| SOURCE EXCERPT |
#####
Image Credits: Expedia
Quieter and more secluded than Long Beach, Ong Lang sits a short drive north of town with calm water good for swimming and a relaxed, low-key vibe. Beachfront restaurants serve fresh seafood, and it’s one of the better spots to watch the sun drop without a crowd. Ideal if you want a beach day with the volume turned down.
Image Credits: visitphuquoc
After water sports rather than a quiet swim? Bai Bang is the spot for jet skis, banana boats and windsurfing, with beach bars that come alive as the afternoon fades. The calm, clear water makes it beginner-friendly too, so it suits active days and groups more than a lie-down by the sea.
Related Guide: Comparing your beach options for a longer trip? Our Things to Do in Bali breaks down the other go-to island escape from Singapore.
Eat where the locals do, and Phu Quoc is gloriously cheap: fresh seafood, island specialities and strong coffee, most meals landing around S$3–6. The seafood is the main event, but the island has a couple of dishes you won’t find done the same way anywhere else.
Image Credits: VinWonders
The busiest market on the island, the Duong Dong (Phu Quoc) Night Market is the place for dinner. Stalls grill squid, scallops, prawns and whole fish caught that day. There’s also Vietnamese pancakes, coconut ice cream served in the shell, and the odd adventurous bite like grilled octopus balls. Come hungry and graze your way down the strip, ideally on your first night to get your bearings on local prices.
Image Credits: Minh Do on Google Reviews
Phu Quoc’s signature dish is bun quay, a seafood rice-vermicelli noodle bowl you season yourself with a DIY dipping sauce mixed at the table. Bun Quay Kien Xay is the spot travellers keep naming. It’s casual, cheap and exactly the kind of local meal that beats any resort buffet, best for travellers who want to eat the way the island actually eats.
Image Credits: 是叫婷婷不是停停啊 on rednote
For seafood at its freshest, the stilt-house restaurants out at Ham Ninh village serve crab, prawns, and fish pulled from the water that morning. The famous Ham Ninh crab, sweet and tender, is the order to make. Eating it with the harbour right under your feet is the whole point. Pair it with a morning at the fishing village rather than a special trip after dark.
Image Credits: I took a bite on rednote
Vietnamese coffee is brewed strong from robusta beans, which carry close to double the caffeine of the arabica in your usual cup, so go easy. Island cafés have leaned into creative versions (salted cream lattes, flan frappuccinos, the lot), and spots like Buddy Cafe get singled out for coffee that’s strong without being bitter. A good mid-afternoon reset between beaches.
Related Guide: Half these stalls have no English menu, so having mobile data to translate and scan QR menus matters. Our YouTrip eSIM guide covers getting online cheaply.
Image Credits: Tripadvisor
Phu Quoc is one of the easier Southeast Asian beach islands to do with children: short flight, shallow swimming beaches, and a cluster of big attractions built for families.
#####
| REQUIRED WORK |
(1) From the Phu Quoc travel guide, extract the stretch from "Related Guide: Comparing" through "way anywhere else." word for word.
(2) In the Phu Quoc travel guide, what dish is named as the island's signature dish?
#####
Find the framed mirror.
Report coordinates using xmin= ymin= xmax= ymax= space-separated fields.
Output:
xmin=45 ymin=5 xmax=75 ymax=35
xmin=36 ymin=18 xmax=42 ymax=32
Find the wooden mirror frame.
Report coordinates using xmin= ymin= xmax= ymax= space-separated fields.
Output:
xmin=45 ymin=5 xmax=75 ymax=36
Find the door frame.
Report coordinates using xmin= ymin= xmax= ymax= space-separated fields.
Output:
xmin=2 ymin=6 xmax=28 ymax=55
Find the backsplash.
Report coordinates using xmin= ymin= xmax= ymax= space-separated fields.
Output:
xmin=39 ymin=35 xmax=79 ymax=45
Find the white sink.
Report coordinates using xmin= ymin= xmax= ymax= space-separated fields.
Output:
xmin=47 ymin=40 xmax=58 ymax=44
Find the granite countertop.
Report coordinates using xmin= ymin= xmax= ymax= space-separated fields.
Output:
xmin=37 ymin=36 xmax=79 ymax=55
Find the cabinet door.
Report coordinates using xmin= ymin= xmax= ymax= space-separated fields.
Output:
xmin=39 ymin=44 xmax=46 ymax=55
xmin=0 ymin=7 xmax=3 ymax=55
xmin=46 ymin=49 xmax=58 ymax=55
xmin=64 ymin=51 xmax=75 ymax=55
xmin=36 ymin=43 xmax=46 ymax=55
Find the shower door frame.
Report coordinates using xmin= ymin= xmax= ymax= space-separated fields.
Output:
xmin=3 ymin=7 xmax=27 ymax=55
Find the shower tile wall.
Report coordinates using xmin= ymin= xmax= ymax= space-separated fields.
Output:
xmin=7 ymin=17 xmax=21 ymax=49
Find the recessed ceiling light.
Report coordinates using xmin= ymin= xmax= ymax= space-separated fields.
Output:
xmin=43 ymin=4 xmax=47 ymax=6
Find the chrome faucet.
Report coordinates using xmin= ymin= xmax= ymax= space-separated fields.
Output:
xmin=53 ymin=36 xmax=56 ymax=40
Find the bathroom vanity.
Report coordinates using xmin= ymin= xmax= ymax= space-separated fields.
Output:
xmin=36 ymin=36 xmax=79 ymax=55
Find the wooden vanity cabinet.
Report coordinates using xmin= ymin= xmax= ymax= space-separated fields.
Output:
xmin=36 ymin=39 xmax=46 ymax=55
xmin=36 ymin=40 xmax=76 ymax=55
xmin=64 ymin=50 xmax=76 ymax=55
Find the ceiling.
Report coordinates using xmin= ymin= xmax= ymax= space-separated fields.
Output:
#####
| LIST OF SOLUTIONS |
(1)
Related Guide: Comparing your beach options for a longer trip? Our Things to Do in Bali breaks down the other go-to island escape from Singapore.
Eat where the locals do, and Phu Quoc is gloriously cheap: fresh seafood, island specialities and strong coffee, most meals landing around S$3–6. The seafood is the main event, but the island has a couple of dishes you won’t find done the same way anywhere else.

(2) Bun quay, a seafood rice-vermicelli noodle bowl that you season yourself with a dipping sauce mixed at the table.